**PASSAGE:**
Begin

Proust and the Arts
The museum is presenting an exhibition on the importance of art in the work of one of the most influential writers of the 20th century, Marcel Proust (Auteuil, 1871 - Paris, 1922), recognised both in literature and in philosophy and art theory. The aesthetic ideas that Proust developed in his work, the artistic, architectural and landscape settings that surrounded him and which he recreated in his books, as well as the contemporary and earlier artists who served to stimulate him are among the aspects that articulate the structure of this exhibition, which aims to highlight this connection and the interrelation between art and his life and work.
To understand Proust it is important to know the Paris in which he lived; the cosmopolitan and rich capital of the Third Republic, its great transformation following Baron Hausmann’s urban reforms, with the introduction of electricity, cars, public spectacles, restaurants and cafés. Proust was fascinated not only by the arts but also by the modernity that was flourishing to such a marked degree at the end of the 19th century. The image of the modern created by the Impressionist painters through their depictions of Paris’s streets and other locations lies at the heart of the Proustian aesthetic and all of this would influence his life and also his writing.

End

**Entries from a set of point annotations:**

Begin

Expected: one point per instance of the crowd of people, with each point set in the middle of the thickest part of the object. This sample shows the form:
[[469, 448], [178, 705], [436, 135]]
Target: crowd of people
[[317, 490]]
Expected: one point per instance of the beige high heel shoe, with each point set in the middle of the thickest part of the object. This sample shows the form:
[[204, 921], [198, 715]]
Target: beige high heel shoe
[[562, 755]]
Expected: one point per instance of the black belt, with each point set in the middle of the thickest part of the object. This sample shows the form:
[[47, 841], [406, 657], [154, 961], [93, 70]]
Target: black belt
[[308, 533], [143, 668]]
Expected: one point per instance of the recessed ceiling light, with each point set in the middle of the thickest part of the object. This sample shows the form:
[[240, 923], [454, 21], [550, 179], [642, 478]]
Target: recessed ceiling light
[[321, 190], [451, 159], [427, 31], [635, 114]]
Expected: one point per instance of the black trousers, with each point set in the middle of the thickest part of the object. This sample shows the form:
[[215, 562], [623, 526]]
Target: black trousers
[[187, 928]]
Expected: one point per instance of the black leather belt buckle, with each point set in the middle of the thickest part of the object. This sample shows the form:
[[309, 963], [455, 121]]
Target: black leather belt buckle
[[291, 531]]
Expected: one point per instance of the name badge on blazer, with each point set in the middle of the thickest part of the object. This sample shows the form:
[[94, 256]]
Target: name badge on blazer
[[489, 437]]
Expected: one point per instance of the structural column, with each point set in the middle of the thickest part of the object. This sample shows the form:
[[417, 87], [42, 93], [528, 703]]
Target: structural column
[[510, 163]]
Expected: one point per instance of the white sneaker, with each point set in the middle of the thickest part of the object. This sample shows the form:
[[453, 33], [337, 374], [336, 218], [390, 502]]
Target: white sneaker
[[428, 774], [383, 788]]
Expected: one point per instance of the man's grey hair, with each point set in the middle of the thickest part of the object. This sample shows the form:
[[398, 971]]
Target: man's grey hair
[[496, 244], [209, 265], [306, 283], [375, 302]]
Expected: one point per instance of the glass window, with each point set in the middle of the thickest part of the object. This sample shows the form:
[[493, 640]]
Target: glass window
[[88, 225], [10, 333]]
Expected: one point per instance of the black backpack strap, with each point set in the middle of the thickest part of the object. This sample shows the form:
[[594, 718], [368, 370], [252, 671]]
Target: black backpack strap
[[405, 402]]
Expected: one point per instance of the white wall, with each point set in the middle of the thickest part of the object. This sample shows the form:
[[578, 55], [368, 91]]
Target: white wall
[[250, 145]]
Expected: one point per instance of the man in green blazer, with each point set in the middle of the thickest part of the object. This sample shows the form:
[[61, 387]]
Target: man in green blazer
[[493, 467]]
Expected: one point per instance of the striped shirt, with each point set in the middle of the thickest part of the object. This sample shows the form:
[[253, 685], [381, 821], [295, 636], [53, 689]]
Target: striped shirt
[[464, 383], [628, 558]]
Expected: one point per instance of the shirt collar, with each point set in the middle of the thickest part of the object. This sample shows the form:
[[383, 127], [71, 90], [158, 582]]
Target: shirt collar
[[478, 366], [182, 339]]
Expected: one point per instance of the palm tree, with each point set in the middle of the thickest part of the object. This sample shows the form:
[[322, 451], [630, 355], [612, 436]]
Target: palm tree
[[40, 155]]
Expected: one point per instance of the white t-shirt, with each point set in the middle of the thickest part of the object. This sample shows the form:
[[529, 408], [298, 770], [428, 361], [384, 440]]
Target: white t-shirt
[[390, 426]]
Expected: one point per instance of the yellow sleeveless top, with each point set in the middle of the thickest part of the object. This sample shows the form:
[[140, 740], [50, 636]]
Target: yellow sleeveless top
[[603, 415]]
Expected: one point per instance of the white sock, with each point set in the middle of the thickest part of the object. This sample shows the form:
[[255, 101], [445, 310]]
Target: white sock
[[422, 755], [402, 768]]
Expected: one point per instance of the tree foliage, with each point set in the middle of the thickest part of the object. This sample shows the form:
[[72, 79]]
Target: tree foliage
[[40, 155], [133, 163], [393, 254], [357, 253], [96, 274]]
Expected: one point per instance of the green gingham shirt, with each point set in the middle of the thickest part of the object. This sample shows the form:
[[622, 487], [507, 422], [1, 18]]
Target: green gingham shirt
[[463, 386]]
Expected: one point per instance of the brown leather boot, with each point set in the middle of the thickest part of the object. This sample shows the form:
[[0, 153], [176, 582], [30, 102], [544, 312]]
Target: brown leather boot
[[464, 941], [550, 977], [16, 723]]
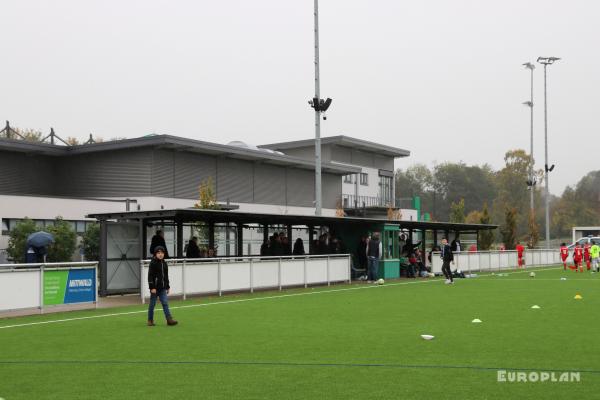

End

**SET OF TASKS:**
a: Transcribe the passage on Proust and the arts between "Proust and the" and "life and work.", inclusive.
b: Write the next stretch of the passage on Proust and the arts, picking up right after its final sentence.

**ANSWERS TO THE PROBLEMS:**
a:
Proust and the Arts
The museum is presenting an exhibition on the importance of art in the work of one of the most influential writers of the 20th century, Marcel Proust (Auteuil, 1871 - Paris, 1922), recognised both in literature and in philosophy and art theory. The aesthetic ideas that Proust developed in his work, the artistic, architectural and landscape settings that surrounded him and which he recreated in his books, as well as the contemporary and earlier artists who served to stimulate him are among the aspects that articulate the structure of this exhibition, which aims to highlight this connection and the interrelation between art and his life and work.

b:
One of the writer’s first published works, Pleasures and days (1896), is presented in the first room of the exhibition, revealing his early enthusiasm for the arts, music, theatre and in particular painting and his frequent visits to the Musée du Louvre. That interest continued in his great masterpiece, the novel In search of lost time, published in seven parts between 1913 and 1927. The Paris of the Third Republic, especially the area of the Champs-Élysées, the Bois de Boulogne and the palaces of the aristocracy in the Faubourg Saint-Germain, as well as the beaches and coasts of northern France are some of the settings in which the novel takes place and which painters such as Manet, Pissarro, Renoir, Monet, Boudin and Dufy also portrayed in their paintings. In addition, the importance of the theatre in Proust's work is reflected in the impressive painting by George Clairin on loan from the Petit Palais in Paris. It depicts Sarah Bernhardt, who in part inspired Proust in the creation of the character of Berma who reappears throughout the novel.
The exhibition also emphasises one of the most important themes in Proust's work, namely the creation and consolidation in the last decades of the 19th century of a new and modern discipline, art history. It focuses on his fascination for a city such as Venice, which he visited twice, his interest in cathedrals and Gothic architecture, and his less well known “Spanish connection” through figures such as Mariano Fortuny y Madrazo and Raimundo de Madrazo. On display in the galleries are some of the some clothes and fabrics designed by Fortuny in order to present the theme of fashion, which was of such fundamental importance in Proust’s writings and which the exhibition aims to highlight.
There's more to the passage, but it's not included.